* Your task
The lines below starting at the line containing "Query: white sneaker" and ending at the line containing "like [469, 9]." are to be repeated exactly, with both ends kept and nothing else added.
::::
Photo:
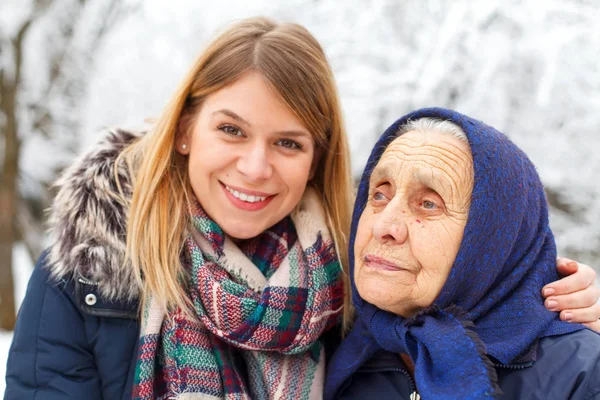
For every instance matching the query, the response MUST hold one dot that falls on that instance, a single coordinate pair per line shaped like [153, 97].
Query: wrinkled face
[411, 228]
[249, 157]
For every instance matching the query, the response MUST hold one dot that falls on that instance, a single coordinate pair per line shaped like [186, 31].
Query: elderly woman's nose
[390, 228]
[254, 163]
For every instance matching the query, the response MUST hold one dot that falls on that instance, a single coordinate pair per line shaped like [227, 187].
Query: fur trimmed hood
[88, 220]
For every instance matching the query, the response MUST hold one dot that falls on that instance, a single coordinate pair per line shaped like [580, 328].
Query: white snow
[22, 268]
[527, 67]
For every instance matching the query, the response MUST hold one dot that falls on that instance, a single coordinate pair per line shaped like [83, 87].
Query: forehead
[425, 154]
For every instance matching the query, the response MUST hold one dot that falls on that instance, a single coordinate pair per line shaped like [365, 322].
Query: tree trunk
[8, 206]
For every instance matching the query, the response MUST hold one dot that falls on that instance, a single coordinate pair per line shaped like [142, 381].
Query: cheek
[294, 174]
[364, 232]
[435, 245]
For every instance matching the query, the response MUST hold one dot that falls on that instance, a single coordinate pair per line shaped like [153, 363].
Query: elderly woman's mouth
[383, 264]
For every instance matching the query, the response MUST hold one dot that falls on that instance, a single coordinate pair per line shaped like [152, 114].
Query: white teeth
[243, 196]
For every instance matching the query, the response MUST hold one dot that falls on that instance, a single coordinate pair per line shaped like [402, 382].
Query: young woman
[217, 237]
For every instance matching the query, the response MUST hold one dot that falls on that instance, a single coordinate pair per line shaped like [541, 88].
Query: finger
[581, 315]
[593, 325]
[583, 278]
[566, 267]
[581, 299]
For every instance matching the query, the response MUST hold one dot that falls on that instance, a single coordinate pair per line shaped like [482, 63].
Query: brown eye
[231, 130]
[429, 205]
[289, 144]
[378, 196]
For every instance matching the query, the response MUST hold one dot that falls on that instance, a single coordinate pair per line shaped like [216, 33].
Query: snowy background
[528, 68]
::::
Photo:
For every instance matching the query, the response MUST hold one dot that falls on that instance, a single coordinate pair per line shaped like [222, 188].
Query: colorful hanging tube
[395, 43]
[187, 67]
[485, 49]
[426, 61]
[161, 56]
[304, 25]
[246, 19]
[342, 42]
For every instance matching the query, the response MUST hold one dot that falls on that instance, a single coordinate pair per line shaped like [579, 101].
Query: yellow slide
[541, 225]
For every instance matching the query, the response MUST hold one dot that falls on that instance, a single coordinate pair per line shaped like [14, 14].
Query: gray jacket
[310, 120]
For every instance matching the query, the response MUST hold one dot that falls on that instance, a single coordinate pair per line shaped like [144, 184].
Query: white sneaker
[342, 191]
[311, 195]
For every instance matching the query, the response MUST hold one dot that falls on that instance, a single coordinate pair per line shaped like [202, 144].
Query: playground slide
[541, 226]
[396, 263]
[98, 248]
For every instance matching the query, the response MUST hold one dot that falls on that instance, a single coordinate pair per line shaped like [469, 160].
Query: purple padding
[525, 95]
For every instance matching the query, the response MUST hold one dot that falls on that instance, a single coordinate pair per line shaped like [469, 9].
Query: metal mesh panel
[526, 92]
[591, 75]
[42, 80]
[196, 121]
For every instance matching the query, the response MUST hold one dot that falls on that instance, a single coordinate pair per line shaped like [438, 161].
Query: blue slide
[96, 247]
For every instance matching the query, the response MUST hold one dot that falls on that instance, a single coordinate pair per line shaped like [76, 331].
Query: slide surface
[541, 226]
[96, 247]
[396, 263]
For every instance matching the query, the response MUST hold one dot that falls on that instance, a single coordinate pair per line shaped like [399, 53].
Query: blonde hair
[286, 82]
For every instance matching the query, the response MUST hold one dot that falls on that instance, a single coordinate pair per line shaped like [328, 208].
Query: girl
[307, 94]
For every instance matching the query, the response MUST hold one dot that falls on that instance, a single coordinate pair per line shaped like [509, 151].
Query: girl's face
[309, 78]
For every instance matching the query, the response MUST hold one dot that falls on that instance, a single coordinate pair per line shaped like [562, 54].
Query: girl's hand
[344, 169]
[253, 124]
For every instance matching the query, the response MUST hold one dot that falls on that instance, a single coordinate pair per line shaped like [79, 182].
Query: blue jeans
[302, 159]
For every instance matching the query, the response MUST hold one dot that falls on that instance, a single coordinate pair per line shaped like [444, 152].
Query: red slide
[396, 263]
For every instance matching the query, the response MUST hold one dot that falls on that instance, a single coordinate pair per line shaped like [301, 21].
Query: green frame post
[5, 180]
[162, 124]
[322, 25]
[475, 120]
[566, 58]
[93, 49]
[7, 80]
::::
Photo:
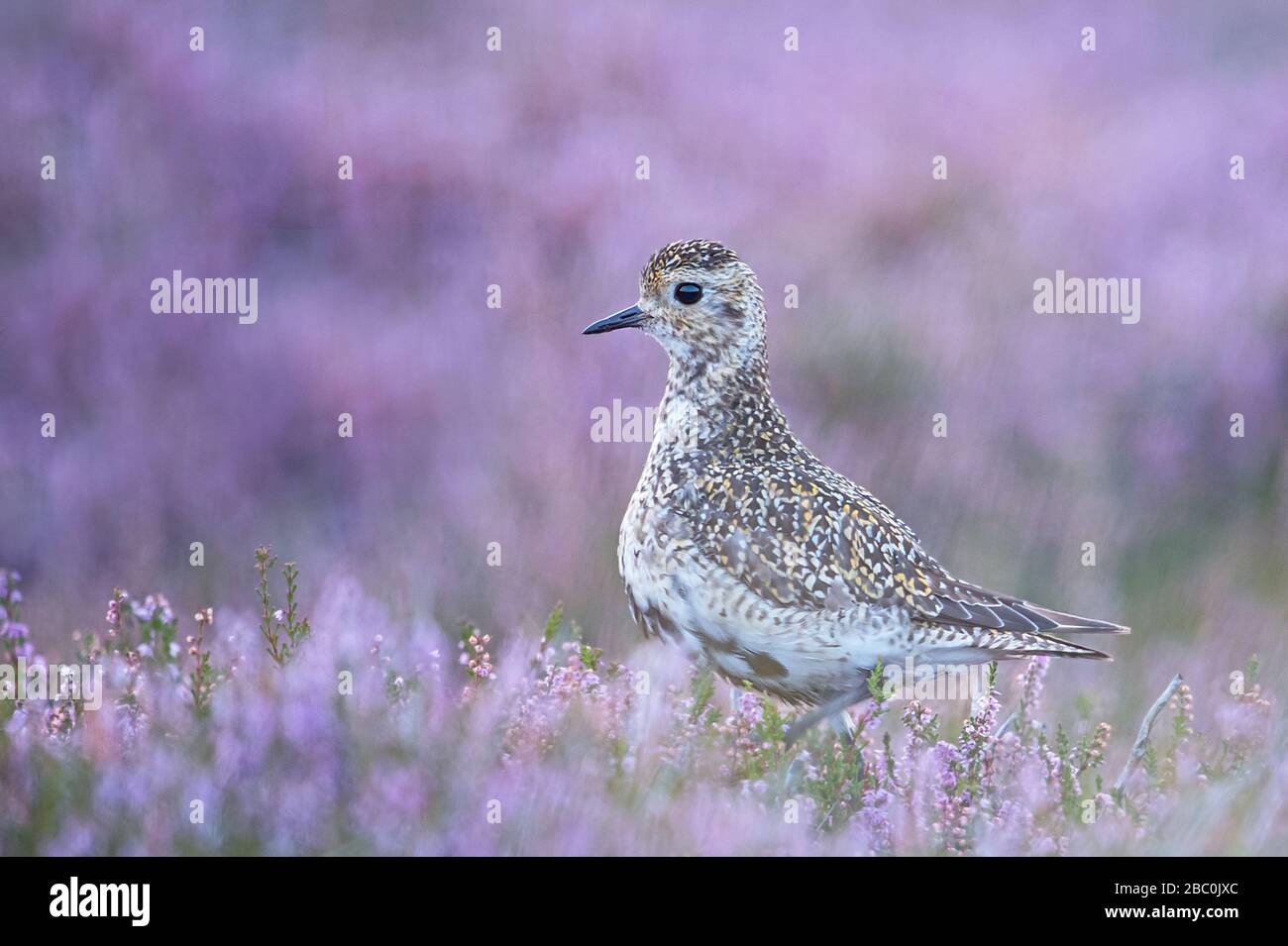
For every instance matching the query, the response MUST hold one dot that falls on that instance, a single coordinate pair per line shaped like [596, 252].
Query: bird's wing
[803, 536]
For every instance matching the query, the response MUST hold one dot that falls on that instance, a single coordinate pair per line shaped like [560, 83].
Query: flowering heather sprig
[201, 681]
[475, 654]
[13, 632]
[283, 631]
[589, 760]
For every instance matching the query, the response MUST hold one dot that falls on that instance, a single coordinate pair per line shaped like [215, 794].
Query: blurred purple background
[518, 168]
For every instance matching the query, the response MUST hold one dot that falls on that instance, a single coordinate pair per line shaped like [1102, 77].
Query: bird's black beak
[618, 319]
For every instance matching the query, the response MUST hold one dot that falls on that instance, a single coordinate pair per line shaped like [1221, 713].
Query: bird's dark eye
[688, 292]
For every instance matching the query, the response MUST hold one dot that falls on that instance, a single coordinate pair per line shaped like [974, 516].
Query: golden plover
::::
* Solution for this task
Query: white sneaker
[342, 191]
[311, 195]
For every instance matching the query, the response MUST hold one dot that falls on that instance, a single coordinate pair per line shaped like [202, 144].
Query: playground slide
[541, 226]
[396, 263]
[98, 248]
For every instance matching the query, the response MUST hold one dot that falls on that instance, a single coordinate pair per line shaped like [469, 160].
Query: purple padding
[525, 95]
For every instance matching the query, the response MUST hold one dot that falls on that instance, a single coordinate pair per line shaped like [469, 9].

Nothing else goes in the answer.